[Start of section]

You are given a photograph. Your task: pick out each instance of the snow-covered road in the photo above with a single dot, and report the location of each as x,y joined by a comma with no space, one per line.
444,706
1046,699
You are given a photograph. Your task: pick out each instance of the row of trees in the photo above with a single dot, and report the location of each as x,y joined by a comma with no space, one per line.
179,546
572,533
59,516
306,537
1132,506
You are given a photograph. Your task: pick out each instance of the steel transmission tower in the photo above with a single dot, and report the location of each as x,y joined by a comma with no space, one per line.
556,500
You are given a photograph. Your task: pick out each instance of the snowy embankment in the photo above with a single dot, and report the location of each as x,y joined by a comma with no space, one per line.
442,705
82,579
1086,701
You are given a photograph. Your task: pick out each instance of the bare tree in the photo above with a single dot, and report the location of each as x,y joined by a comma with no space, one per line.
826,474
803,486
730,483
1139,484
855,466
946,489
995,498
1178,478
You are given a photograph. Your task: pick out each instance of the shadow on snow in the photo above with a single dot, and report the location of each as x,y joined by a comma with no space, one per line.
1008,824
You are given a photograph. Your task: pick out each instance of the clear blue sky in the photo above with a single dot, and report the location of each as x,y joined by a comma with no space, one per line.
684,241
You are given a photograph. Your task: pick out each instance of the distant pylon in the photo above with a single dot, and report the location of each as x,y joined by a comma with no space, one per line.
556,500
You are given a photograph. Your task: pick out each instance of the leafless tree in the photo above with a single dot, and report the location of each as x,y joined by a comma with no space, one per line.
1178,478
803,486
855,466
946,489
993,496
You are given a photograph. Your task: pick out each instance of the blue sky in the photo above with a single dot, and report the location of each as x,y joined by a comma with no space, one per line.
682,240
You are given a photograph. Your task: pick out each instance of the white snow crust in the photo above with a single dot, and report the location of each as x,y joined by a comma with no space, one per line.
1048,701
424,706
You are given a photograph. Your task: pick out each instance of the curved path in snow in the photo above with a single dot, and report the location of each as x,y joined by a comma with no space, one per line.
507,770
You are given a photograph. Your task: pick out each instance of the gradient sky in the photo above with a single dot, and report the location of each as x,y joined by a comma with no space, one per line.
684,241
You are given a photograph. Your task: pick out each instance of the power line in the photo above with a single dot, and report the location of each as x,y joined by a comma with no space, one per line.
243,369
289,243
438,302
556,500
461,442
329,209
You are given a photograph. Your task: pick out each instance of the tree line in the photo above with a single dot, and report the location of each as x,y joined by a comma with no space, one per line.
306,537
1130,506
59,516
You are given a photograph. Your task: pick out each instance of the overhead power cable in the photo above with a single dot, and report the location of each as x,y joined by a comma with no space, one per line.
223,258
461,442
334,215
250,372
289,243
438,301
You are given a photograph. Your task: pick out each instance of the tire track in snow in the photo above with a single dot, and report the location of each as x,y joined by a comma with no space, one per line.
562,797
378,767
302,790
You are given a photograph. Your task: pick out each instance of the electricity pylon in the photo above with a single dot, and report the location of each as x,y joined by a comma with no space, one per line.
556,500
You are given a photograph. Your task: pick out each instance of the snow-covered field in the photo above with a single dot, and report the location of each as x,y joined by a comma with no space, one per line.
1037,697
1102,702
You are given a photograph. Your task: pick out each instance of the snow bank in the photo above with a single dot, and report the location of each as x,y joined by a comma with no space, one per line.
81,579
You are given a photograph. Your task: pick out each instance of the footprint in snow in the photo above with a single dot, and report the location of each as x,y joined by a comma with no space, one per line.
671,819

[End of section]

» Task instructions:
Exactly as shown above, return every record.

» Response to this exercise:
You are given a photograph. Your task: pick out each instance of the snow-covered road in the photo above with a single dot, and report the location of each as x,y joined by a comma with no space, one per line.
444,706
1046,699
You are given a photograph. Your task: pick out each instance of the row of trees in the photo above with a single dot, and report the location of each as x,y joined by a comma with no space, one per line.
179,546
572,533
59,516
306,537
1132,506
You are given a photograph. Your task: pick out each instance of the steel transmission tower in the photo above with a single dot, and report the location of each as x,y joined by a comma with no space, one per line.
556,500
You are given a photograph. Your task: pick out each instance of the snowy embankment in the photo above with a single dot, and report the location of each as x,y joined by a comma with no space, one per line.
442,705
82,579
1086,701
You are given a photograph. Your task: pick out each instance of the bare tree in the photo above with a single dot, and report the location of each as x,y joined by a comma with no space, one per line.
826,474
803,486
730,483
1139,484
855,466
946,489
995,498
1178,478
You are given a photograph. Your task: pick out each instance of the shadow on snow in the photo above with a single dot, and report the location of each as x,y joined by a comma with no space, one per line.
1008,824
You are given a photograph. Your task: pick out each instance of the clear blue sky in the photo above with a single dot, and report the location of each as x,y joined by a comma with no space, one per line.
684,241
You are given a photograph. Your task: pick out each instance of the distant pylon in the photo above with a single dot, and report the location of each as x,y joined by a comma with no space, one per line.
556,500
You are given a photograph. Your task: pick out each instance of the leafless tree in the photo above with a single dot, and report the location of each as x,y joined by a comma with no space, one per line.
1178,478
803,486
855,466
946,489
993,496
You are given a photograph. Your task: pick out each instance of the blue sky in the photo above with a single dot, and report the location of each as x,y joined by a comma with no space, one per line.
682,240
You are given a photograph. Your task: pick out each instance of the white snow crust in the photo above with a single dot, and report the location of each as x,y joined by a comma with no space, one per line.
1048,701
424,706
You are given a photograph. Your task: pick out each instance of the curved path in snow in the photo above with a single dot, and report the location of each as x,y joined by a comma with no space, one per line.
507,770
You are given a photograph. Your task: pick out each instance of the gradient sky in the photo above with a single dot, and report the location of each as x,y joined by a comma with no space, one per line.
684,241
You are given a photograph. Your task: pick out each instance of the power line in the photo above with a single dot, and report the location of each as x,y joined by a comma with no space, one per line.
243,369
289,243
438,302
556,500
461,442
329,209
You are given a photograph. Your task: pick out each instance of the tree line in the photo above with a single dot, and report the location of each as x,y joined by a comma with no space, one per line.
306,537
1130,506
59,516
You are given a photograph. Your task: pick out each instance of the overhead power cable in the photo above with a single dot, and report the location of each as x,y joined by a comma with no space, one per line.
223,258
461,442
334,215
250,372
289,243
438,301
You are given a photograph. Your task: pick out each instance of the tire track in snow in the photo above with a single dot, and report the location of each as x,y joined by a comma with no space, one per line.
562,797
378,767
302,790
You are given a photograph. Your task: pick out each instance of the electricity pylon in the photo above with a single dot, and report the location of each as x,y joined by a comma with no space, one per line.
556,500
You are given a photograph. Your task: pick out each instance of the snow-covered field in the photo above with a single dot, and report the location of each as x,y joined by a comma with no space, one per line.
1037,697
1102,702
You are given a photograph. Your task: pick out each instance of the snow bank in the photo above with a single dot, and report the location of each as x,y joined by a comma with no space, one per line.
81,579
You are given a photograph. Your task: pick out each instance of the footprint in snow in the photo above with a single dot, and report the location of each as x,y joined by a comma with no space, one per line.
671,819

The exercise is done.